→ Text block
# # # #

Are you an Oblivious Wage Slave?

A Wage Slave (WS) is someone who works for money but hates his job. He’d much rather do more personally fulfilling stuff. Maybe he’d like to read, play tennis, hang with friends, go for walks, run, work on a hobby, volunteer, or whatever. Maybe he’s just sick of the actual work, the jerks he works for and with, or the agonizing commute. Maybe he resents selling, creating or supporting a product or service that is worthless or even evil. Does any of this sound familiar? Does any of this describe you?

Maybe not. Maybe you love your work and don’t feel like a WS. To find out for certain, try a thought experiment. Suppose you had a billion dollars. One day, your boss comes in and says “I know you are super rich and love your job. We really appreciate your hard work, but we’ve decided to stop paying you to save money. We hope you’ll continue working here exactly as you have been. Keep up the great work!” Would you come in the next day and work the same number of hours? Be honest with yourself. If you can’t answer a resounding YES, then I’m sorry, but you’re a WS.

# # # #

→ Data shown

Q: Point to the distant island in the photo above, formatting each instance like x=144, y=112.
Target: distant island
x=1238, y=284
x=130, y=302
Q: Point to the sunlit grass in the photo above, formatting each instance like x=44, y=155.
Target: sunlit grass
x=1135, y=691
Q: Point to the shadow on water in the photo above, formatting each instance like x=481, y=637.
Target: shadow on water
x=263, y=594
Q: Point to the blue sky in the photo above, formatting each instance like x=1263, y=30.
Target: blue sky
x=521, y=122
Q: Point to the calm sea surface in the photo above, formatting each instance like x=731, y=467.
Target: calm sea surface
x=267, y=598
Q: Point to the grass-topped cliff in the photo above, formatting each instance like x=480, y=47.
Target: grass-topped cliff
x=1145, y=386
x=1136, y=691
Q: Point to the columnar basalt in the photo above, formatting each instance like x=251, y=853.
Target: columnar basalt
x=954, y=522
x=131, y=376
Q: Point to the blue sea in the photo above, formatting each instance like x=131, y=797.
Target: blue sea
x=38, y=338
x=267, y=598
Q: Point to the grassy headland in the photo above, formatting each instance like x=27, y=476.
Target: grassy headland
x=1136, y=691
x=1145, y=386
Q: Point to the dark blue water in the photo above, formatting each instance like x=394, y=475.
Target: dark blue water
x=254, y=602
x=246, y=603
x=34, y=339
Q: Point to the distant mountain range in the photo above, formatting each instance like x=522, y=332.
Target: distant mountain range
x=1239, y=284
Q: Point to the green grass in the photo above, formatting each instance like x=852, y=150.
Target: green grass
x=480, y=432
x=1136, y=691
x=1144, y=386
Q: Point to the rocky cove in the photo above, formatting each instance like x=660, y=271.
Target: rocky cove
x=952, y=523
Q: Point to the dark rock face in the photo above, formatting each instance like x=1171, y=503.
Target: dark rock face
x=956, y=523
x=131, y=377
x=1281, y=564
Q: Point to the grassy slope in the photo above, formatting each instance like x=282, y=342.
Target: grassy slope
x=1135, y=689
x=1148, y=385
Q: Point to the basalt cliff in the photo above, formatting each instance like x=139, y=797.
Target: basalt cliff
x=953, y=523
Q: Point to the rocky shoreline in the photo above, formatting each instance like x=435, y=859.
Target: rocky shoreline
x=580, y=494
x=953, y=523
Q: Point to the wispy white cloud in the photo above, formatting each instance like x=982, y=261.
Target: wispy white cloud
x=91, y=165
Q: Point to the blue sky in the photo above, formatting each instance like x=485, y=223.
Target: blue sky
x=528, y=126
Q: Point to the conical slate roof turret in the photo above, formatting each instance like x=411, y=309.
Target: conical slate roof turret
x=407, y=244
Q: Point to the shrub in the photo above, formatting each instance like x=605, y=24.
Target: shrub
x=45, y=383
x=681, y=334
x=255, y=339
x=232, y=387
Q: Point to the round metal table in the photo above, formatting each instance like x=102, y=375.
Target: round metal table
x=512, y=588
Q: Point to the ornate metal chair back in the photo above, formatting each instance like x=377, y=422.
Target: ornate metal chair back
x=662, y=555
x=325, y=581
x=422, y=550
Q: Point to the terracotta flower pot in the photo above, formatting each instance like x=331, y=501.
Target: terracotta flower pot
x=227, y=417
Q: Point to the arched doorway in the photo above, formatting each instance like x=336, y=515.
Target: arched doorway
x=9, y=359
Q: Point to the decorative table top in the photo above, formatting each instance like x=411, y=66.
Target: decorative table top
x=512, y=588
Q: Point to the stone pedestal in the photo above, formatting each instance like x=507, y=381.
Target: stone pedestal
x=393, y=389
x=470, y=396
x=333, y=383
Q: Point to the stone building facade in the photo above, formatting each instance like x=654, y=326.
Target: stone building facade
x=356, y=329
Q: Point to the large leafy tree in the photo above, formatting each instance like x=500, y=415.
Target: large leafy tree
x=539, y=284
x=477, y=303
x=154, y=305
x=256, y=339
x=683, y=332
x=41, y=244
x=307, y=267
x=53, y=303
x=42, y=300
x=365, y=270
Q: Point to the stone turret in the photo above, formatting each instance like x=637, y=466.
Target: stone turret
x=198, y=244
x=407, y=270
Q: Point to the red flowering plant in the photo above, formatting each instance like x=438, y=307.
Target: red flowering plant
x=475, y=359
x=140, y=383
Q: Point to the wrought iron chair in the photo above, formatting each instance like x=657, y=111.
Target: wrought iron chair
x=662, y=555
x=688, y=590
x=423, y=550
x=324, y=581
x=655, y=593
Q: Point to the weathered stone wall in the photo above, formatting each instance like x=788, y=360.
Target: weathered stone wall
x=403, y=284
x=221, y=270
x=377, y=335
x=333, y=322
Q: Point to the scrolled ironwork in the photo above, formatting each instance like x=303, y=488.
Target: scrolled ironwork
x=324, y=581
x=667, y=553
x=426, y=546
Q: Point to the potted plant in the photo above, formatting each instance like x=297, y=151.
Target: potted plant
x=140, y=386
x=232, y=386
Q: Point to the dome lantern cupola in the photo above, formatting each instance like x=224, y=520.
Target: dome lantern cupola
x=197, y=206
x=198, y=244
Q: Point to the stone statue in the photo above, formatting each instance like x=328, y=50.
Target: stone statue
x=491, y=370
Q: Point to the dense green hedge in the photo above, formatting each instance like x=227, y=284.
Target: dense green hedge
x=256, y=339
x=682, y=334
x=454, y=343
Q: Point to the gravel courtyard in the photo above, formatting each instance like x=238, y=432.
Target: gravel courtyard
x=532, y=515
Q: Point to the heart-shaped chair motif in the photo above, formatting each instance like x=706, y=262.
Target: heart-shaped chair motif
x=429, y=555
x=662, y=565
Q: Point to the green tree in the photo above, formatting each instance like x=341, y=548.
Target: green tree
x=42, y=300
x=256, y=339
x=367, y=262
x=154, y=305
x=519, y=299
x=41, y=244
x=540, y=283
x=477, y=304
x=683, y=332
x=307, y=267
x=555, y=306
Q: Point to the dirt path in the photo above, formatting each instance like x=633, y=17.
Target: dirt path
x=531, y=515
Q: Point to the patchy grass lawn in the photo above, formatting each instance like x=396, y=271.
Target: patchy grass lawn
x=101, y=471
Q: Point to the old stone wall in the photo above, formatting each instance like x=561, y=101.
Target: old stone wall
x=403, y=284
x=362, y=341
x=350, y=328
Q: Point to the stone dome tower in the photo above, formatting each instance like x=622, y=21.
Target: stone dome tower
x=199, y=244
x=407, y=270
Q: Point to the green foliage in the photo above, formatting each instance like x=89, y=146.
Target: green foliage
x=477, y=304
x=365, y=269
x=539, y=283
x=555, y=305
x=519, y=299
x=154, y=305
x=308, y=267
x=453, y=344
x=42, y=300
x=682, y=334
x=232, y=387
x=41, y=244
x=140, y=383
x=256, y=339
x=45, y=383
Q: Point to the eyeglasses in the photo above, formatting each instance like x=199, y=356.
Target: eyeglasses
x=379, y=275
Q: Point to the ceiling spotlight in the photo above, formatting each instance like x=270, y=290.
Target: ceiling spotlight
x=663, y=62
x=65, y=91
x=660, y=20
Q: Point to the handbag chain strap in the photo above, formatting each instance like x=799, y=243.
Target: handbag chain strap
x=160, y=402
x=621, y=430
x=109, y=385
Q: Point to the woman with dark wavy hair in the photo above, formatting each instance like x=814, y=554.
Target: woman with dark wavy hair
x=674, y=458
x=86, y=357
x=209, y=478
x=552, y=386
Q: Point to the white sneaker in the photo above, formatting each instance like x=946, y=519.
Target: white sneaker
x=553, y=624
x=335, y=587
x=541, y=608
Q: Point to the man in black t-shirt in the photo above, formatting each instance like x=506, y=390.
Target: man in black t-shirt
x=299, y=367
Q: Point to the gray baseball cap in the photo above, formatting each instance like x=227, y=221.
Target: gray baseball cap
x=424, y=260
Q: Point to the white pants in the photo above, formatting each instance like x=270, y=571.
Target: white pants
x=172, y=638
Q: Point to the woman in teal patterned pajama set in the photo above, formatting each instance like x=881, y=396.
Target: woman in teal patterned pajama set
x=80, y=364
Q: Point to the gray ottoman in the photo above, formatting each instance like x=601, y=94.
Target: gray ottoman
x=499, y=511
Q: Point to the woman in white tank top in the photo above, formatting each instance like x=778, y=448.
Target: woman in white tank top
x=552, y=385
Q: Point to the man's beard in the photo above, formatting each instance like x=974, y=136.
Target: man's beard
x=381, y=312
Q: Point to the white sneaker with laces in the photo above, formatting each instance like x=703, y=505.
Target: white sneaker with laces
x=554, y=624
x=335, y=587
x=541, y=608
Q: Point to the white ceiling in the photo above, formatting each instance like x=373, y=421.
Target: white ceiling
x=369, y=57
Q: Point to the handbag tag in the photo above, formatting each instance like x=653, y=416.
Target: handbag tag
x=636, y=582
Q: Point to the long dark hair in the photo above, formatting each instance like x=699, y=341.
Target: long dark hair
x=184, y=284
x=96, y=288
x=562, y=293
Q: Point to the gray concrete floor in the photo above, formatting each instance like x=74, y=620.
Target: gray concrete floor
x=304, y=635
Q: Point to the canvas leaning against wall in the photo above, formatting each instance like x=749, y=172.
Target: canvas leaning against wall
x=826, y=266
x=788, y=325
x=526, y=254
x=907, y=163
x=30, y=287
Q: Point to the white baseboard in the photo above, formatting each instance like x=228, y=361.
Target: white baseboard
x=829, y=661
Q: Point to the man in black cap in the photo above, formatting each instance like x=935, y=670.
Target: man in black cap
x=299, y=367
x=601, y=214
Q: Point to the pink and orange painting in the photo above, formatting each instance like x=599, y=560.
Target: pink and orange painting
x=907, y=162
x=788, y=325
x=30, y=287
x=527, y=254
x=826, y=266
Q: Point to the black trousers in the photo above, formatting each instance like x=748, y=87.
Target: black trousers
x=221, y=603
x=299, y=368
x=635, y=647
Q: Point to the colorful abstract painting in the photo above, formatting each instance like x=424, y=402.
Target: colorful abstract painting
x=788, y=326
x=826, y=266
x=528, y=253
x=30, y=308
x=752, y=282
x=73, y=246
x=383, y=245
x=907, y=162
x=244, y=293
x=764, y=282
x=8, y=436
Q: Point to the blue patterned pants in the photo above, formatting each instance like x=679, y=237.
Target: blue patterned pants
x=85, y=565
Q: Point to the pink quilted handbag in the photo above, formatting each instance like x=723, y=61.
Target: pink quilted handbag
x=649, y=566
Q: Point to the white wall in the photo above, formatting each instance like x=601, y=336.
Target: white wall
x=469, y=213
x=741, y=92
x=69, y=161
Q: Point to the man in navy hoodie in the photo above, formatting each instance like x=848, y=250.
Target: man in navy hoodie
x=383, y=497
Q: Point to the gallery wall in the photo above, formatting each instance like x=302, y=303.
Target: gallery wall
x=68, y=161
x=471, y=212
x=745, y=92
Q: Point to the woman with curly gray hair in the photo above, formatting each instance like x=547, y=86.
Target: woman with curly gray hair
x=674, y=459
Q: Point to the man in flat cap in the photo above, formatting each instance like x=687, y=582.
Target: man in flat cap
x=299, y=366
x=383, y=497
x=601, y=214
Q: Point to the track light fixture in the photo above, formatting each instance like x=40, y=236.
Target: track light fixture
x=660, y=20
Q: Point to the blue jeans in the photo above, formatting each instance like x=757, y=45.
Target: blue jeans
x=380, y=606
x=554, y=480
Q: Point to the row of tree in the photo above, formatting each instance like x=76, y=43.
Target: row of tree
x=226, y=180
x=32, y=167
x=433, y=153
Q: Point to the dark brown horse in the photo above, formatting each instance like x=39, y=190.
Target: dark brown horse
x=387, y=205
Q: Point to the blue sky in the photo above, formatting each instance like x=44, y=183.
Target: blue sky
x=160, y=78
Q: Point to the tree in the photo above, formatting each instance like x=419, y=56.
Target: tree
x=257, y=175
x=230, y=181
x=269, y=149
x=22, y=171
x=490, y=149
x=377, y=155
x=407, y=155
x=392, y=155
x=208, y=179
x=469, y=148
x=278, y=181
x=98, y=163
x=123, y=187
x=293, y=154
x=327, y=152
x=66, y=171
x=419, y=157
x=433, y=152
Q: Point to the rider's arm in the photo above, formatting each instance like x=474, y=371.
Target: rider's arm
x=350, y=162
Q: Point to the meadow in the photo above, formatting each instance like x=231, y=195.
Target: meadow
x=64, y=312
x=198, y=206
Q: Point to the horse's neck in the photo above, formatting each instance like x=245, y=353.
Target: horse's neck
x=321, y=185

# # # #

→ Required task 1
In the wage slave article, how much money does the thought experiment ask you to imagine having?
→ Required task 2
Write out the wage slave article word for word between "Are you an Oblivious" and "this describe you?", inclusive.
The records come from a different source than the text.

→ Right answer 1
A billion dollars.

→ Right answer 2
Are you an Oblivious Wage Slave?

A Wage Slave (WS) is someone who works for money but hates his job. He’d much rather do more personally fulfilling stuff. Maybe he’d like to read, play tennis, hang with friends, go for walks, run, work on a hobby, volunteer, or whatever. Maybe he’s just sick of the actual work, the jerks he works for and with, or the agonizing commute. Maybe he resents selling, creating or supporting a product or service that is worthless or even evil. Does any of this sound familiar? Does any of this describe you?